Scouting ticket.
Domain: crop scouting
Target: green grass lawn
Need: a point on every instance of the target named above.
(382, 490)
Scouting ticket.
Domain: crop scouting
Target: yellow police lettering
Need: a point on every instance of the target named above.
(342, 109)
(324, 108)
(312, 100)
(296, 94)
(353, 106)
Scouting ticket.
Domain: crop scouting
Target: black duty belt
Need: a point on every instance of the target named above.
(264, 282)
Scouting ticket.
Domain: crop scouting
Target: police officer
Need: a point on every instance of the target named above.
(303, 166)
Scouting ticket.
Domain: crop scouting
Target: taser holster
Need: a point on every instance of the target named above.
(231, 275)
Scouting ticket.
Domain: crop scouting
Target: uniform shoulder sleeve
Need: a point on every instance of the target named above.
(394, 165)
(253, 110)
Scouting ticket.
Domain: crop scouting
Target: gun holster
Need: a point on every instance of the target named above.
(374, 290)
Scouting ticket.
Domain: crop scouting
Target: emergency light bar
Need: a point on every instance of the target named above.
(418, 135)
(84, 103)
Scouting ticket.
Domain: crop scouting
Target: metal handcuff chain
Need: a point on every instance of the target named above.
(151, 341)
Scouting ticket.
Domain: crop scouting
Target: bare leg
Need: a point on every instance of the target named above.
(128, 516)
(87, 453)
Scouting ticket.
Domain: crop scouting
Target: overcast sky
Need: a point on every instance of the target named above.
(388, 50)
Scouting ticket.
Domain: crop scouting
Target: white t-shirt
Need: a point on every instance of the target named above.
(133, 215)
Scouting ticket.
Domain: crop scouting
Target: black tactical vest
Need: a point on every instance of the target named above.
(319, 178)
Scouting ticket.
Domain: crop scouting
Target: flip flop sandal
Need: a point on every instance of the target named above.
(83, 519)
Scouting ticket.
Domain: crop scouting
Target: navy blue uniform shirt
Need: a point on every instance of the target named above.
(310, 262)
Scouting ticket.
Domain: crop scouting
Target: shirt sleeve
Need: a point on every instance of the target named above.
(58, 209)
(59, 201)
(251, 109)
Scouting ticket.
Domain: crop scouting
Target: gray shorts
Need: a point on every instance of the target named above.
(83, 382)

* Stated problem: Gather each line of the listing above that contains the word "police", and copy those lines in order.

* Task response:
Target: yellow police lettering
Target: police officer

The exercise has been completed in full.